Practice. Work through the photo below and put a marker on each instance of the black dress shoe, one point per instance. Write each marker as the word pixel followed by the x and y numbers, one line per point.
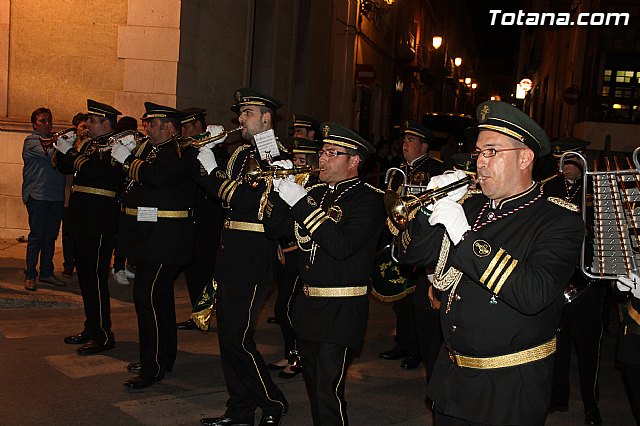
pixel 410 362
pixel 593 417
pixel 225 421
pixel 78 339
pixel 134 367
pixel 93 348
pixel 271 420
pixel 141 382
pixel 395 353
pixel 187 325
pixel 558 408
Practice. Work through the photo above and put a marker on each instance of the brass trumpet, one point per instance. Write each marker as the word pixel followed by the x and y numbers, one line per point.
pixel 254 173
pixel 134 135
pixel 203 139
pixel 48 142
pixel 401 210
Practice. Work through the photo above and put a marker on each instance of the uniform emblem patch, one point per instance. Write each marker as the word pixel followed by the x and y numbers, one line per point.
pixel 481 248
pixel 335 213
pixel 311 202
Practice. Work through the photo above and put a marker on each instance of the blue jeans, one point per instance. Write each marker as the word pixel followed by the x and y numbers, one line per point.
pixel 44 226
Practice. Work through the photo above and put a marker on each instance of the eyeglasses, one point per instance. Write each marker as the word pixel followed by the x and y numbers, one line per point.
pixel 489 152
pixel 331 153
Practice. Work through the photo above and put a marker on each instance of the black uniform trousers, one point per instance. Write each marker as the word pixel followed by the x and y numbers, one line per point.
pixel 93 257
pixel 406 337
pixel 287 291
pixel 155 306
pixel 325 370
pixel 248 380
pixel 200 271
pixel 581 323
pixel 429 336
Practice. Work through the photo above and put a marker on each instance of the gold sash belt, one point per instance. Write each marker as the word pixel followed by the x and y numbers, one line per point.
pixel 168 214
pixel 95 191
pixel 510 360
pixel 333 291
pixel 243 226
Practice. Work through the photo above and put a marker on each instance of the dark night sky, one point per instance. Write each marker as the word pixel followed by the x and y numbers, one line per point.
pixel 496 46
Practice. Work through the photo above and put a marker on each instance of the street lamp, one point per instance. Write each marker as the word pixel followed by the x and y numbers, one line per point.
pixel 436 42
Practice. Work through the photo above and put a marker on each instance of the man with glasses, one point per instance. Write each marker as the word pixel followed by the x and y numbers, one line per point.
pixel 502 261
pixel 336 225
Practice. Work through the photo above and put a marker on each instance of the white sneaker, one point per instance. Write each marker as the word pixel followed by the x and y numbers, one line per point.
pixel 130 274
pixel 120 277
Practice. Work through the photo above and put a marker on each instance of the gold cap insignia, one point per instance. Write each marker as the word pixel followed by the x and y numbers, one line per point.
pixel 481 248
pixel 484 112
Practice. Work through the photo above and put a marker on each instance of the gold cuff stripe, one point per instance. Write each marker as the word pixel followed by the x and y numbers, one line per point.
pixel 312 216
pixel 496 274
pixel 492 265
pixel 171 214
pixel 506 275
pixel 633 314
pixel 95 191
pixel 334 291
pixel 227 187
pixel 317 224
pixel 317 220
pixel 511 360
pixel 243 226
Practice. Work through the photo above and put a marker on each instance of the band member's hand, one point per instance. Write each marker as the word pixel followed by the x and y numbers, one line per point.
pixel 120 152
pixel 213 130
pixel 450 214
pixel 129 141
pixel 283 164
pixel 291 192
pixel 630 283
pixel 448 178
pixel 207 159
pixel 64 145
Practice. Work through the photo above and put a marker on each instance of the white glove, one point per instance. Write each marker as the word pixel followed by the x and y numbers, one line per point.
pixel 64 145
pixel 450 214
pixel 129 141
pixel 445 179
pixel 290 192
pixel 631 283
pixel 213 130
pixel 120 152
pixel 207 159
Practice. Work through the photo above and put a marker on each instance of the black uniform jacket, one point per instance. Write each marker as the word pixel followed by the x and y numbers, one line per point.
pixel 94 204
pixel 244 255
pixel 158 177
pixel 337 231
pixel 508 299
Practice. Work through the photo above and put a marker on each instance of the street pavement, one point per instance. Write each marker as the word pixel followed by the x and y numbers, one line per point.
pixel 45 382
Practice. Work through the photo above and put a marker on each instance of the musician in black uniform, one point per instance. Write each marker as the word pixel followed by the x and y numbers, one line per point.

=-=-=-=-=

* _Directions for this task_: Lay out all of the rows above as a numbered list, one row per number, with blank lines left out. Leave the pictures out of your answer.

* _Result_:
1. Practice. Work through the photo below and put a marker on each instance of the black dress shoe, one point per instance. Write each marker as the word pixel followed by the x and y numbers, one line per point.
2. pixel 410 362
3. pixel 593 417
4. pixel 225 421
5. pixel 78 339
6. pixel 134 367
7. pixel 93 348
8. pixel 271 420
9. pixel 141 382
10. pixel 395 353
11. pixel 187 325
12. pixel 558 408
13. Practice. Work through the photo above and put a marker on each instance of the brass trumpet, one point per instance. Write each marker as the word pixel followed by the x and y numbers, one line per point.
14. pixel 254 173
15. pixel 134 135
16. pixel 203 139
17. pixel 48 142
18. pixel 401 210
19. Practice. Work through the photo above and put a marker on each instance of the uniform emblem patch, one point per instance. Write each marker as the word pixel followed by the x and y numbers, one line per point.
20. pixel 481 248
21. pixel 335 213
22. pixel 311 202
23. Practice. Work through the photo above and put a marker on each instance of the blue jeans, one point per instance. Write each marker as the word pixel followed by the x and y numbers, one line per point.
24. pixel 44 226
25. Practice. Work through the photo above and put a marker on each instance of the eyeglasses, one point per instance. Write each marker as the word pixel followed by the x and y numbers, one line per point.
26. pixel 489 152
27. pixel 331 153
28. Practice. Work through the photo above and put a marker on each instance of the black uniform trousers, one point per instance. Write each marker as the word pixel followed by the x and y numbers, one line per point.
29. pixel 93 257
30. pixel 406 337
31. pixel 287 291
32. pixel 155 306
33. pixel 325 370
34. pixel 248 380
35. pixel 200 271
36. pixel 581 323
37. pixel 429 336
38. Practice. Work through the photo above and put a marker on each instance of the gold sash belt, one point per instance. Write each marker as the word pixel followed by the x and y numbers, one line per point.
39. pixel 168 214
40. pixel 95 191
41. pixel 510 360
42. pixel 333 291
43. pixel 243 226
44. Practice. Work through the photo above and put a marker on each instance of the dark night sky, one point per instance. Write each marker as the word pixel followed by the x and y numbers, one line per point.
45. pixel 496 46
46. Practice. Work through the photo above and put a marker on each instance of the street lamp, one point per instance. Write each marker as the word pixel followed by the x and y numbers, one line per point.
47. pixel 436 42
48. Practice. Work through the photo above and put a marker on each instance of the man with glasses, one point per instance. Write each marker as the word pixel followed by the x and y numbers, one line per point.
49. pixel 502 261
50. pixel 336 225
51. Practice. Work through the photo above and put a marker on each instance of the white sneaker, one point per instance. Write each marker as the word pixel followed by the x and y numbers, one line per point.
52. pixel 130 274
53. pixel 120 277
54. Practice. Work through the photo above and put a marker on each instance of the gold cap insignia, one point per instance. Write each marker as the word pixel followed by the x and y numbers, one line per point.
55. pixel 481 248
56. pixel 484 112
57. Practice. Work through the photo above and put a marker on each instance of the gold cuff stripe, one point per instance. Write each marker as the word pixel followed by the x and y numbers, one line per point.
58. pixel 312 216
59. pixel 496 274
60. pixel 492 265
61. pixel 171 214
62. pixel 506 275
63. pixel 633 314
64. pixel 95 191
65. pixel 334 291
66. pixel 227 187
67. pixel 317 224
68. pixel 317 220
69. pixel 511 360
70. pixel 243 226
71. Practice. Work through the photo above and put a marker on each instance of the band member's hand, one point per instance. Write each marker as the word pixel followed by the x and y numbers, one line per point.
72. pixel 120 152
73. pixel 213 130
74. pixel 450 214
75. pixel 129 141
76. pixel 283 164
77. pixel 291 192
78. pixel 630 283
79. pixel 448 178
80. pixel 207 159
81. pixel 64 145
82. Practice. Work through the photo above and put a marker on each instance of the white glove, one point per instance. Write each marker as the word pixel followed by the x and y numbers, one line per point.
83. pixel 64 145
84. pixel 450 214
85. pixel 129 141
86. pixel 445 179
87. pixel 290 192
88. pixel 631 283
89. pixel 213 130
90. pixel 120 152
91. pixel 207 159
92. Practice. Work through the photo above and put a marker on each instance of the black uniform jacket, one point per instance. Write each marker as the word pixel followed by the x and y numbers, one line per point.
93. pixel 94 204
94. pixel 244 255
95. pixel 158 177
96. pixel 337 231
97. pixel 508 299
98. Practice. Work through the photo above and put a marker on each instance of the street pavement, one point per instance. Write each marker as the word pixel followed by the x and y numbers, one line per point.
99. pixel 45 382
100. Practice. Work through the photo above and put a marker on each instance of the musician in black uniform, one point per instance. Write each marker as the word pixel followed by the x and y numbers, one line per point.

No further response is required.